§ **TEXT SECTION**

--- START ---

Save your Lungs! | Lung Cancer
Updated: Jun 30, 2022
Cancer is a disease in which cells in the body grow out of control. When cancer starts in the lungs, it is called lung cancer. Lung cancer begins in the lungs and may spread to other organs in the body, such as the brain. Cancer from other organs also may spread to the lungs. When cancer cells spread from one organ to another, they are called metastases.
Some risk factors of lung cancer are known or thought to be smoking cigarettes, secondhand smoke, radon, and/or diet.
Cigarette smoking is the number one risk factor for lung cancer and its cigarette smoking is linked to about 80% to 90% of lung cancer deaths in the United States. It is made up of a toxic mix of more than 7,000 chemicals, almost all of which are poisonous. At least a hundred are known to cause cancer in people AND animals. People who smoke cigarettes are 15 to 30 times more likely to get lung cancer or die from lung cancer than people who do not smoke. Even smoking a few cigarettes, a day or smoking occasionally increases the risk of lung cancer. Quitting smoking at any age can lower the risk of lung cancer significantly. Cigarette smoking can cause cancer anywhere in the body, as well as acute myeloid leukemia.
Smoke from other people’s cigarettes (secondhand smoke) can also cause lung cancer; it is almost as if the person themselves were smoking. In the United States, one out of four people who do not smoke, including 14 million children (about two times the population of Arizona), were exposed to secondhand smoke during 2013 to 2014.
After smoking, radon is the second leading cause of lung cancer in the United States. Radon is a naturally occurring gas that forms in rocks, soil, and water and it cannot be seen, tasted, or smelled. When radon gets into homes or buildings through cracks or holes, it can get trapped and build up in the air inside. People who live or work in these places breathe in high radon levels, and over prolonged periods of time, radon can cause lung cancer. The Environmental Protection Agency estimates that radon causes about 21,000 lung cancer deaths each year. The risk of lung cancer from radon exposure is higher for people who smoke than for people who do not smoke. However, the EPA estimates that more than 10% of radon-related lung cancer deaths occur among people who have never smoked cigarettes. Nearly one out of every 15 homes in the United States have high radon levels.

--- END ---

§ **ENTRIES PROVIDED**
--- START ---

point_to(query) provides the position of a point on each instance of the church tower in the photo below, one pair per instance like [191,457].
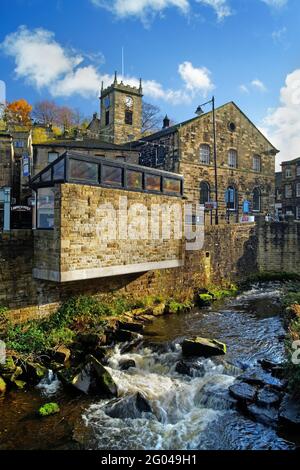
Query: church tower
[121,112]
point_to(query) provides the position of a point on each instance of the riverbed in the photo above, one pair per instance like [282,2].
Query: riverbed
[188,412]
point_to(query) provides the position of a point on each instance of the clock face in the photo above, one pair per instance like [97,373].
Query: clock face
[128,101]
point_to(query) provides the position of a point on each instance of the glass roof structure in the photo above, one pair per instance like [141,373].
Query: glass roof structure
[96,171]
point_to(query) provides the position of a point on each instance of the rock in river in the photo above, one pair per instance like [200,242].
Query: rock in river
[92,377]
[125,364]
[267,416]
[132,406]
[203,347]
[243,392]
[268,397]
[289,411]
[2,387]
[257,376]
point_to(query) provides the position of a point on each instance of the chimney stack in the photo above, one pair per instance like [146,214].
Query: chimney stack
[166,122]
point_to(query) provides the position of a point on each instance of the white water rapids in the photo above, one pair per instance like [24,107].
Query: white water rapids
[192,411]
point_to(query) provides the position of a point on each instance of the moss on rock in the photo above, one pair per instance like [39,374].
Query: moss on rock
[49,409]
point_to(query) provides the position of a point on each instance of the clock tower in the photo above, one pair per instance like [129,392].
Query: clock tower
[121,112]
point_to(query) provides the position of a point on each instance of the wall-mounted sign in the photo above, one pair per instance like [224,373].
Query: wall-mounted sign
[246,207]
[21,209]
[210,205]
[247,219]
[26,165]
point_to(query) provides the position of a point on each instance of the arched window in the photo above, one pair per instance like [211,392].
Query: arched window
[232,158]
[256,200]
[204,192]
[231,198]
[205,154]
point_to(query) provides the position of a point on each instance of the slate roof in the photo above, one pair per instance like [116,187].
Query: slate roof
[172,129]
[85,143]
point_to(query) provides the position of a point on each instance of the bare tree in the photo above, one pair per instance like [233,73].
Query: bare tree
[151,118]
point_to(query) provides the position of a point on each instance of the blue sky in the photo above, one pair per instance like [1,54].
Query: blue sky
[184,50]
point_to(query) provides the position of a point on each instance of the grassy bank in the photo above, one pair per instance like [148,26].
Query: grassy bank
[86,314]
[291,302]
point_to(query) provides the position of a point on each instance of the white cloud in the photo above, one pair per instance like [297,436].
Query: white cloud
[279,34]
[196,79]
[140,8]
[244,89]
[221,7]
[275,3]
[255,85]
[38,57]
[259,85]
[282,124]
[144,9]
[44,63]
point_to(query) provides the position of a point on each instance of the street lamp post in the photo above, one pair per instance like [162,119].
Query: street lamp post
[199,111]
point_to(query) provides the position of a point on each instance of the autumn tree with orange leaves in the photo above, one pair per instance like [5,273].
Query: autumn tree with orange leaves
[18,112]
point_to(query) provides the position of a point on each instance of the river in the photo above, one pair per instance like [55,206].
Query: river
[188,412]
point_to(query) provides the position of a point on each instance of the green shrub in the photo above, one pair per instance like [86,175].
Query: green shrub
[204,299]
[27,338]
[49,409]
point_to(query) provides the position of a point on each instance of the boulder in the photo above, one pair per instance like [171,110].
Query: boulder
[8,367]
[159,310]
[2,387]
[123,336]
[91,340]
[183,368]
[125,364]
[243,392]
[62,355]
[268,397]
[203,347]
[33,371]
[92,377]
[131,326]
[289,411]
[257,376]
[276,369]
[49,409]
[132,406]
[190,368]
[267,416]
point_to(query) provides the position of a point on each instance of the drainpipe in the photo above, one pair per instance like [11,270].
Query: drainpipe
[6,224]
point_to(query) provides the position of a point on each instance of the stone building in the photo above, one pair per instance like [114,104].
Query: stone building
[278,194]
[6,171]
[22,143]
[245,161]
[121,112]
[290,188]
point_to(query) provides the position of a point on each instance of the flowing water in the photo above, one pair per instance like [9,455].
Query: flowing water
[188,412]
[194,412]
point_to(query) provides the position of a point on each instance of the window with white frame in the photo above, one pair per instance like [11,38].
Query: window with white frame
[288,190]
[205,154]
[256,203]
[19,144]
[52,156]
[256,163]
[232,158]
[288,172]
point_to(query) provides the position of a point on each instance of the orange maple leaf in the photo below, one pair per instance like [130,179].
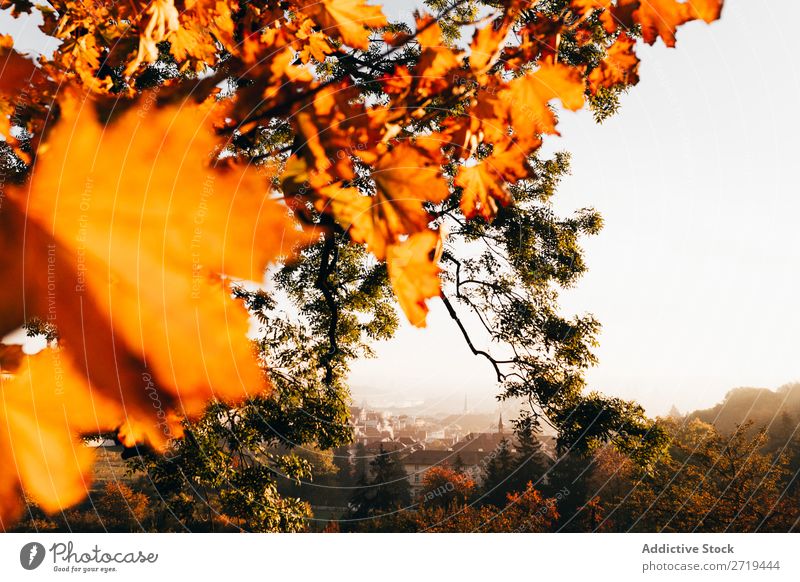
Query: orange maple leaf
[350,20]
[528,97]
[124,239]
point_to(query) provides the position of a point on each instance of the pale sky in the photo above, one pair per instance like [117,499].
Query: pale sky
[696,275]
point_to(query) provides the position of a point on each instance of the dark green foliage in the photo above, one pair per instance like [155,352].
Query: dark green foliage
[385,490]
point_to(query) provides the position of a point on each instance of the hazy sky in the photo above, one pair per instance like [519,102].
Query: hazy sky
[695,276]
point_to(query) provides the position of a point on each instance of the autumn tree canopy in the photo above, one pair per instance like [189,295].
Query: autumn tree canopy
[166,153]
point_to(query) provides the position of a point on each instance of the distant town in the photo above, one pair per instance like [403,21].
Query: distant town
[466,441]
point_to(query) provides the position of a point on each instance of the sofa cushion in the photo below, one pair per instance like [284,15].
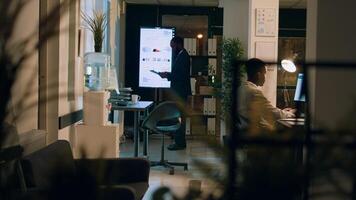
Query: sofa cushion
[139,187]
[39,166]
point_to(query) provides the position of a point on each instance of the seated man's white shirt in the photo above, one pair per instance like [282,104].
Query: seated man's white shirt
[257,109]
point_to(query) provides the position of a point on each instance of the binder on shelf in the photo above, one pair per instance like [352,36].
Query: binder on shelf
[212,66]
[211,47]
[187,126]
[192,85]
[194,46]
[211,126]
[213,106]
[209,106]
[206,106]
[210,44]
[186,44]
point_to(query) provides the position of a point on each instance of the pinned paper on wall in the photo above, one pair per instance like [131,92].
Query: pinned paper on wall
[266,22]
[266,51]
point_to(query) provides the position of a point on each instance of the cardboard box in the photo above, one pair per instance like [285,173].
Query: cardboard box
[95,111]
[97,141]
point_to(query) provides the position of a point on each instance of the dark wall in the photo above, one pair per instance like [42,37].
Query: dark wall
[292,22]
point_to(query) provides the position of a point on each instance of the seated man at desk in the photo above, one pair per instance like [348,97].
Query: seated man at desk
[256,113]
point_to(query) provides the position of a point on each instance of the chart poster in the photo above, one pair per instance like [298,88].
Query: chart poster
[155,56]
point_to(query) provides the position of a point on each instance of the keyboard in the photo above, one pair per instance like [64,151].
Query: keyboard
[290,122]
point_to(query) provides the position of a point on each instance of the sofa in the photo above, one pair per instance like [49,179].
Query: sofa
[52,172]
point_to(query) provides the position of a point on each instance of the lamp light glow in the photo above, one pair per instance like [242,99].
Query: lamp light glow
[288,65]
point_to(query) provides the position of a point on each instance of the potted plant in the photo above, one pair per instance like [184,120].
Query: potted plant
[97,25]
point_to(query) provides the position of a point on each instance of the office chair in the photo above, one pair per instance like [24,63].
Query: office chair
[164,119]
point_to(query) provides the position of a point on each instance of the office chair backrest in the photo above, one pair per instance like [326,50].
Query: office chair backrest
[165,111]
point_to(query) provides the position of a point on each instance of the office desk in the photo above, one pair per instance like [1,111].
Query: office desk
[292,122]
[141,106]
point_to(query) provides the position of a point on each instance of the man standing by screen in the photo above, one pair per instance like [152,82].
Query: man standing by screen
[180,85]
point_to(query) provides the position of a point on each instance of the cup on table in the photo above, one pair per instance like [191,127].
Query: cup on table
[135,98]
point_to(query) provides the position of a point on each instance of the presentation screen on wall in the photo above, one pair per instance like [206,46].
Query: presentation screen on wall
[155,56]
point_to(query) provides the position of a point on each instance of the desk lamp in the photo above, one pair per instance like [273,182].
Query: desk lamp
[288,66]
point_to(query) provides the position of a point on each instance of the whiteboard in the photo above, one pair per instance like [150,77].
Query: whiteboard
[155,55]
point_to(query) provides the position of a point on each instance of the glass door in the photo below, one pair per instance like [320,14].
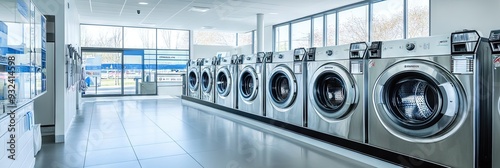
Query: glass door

--- END ---

§ **AIM OF THE TASK**
Rewrite the stretch of the lung cancer text from "After smoking, radon" through "high radon levels.", changing "homes" to "houses". The listing was taken from a different source than the text on lung cancer.

§ **RESPONSE TO THIS EXERCISE**
After smoking, radon is the second leading cause of lung cancer in the United States. Radon is a naturally occurring gas that forms in rocks, soil, and water and it cannot be seen, tasted, or smelled. When radon gets into houses or buildings through cracks or holes, it can get trapped and build up in the air inside. People who live or work in these places breathe in high radon levels, and over prolonged periods of time, radon can cause lung cancer. The Environmental Protection Agency estimates that radon causes about 21,000 lung cancer deaths each year. The risk of lung cancer from radon exposure is higher for people who smoke than for people who do not smoke. However, the EPA estimates that more than 10% of radon-related lung cancer deaths occur among people who have never smoked cigarettes. Nearly one out of every 15 houses in the United States have high radon levels.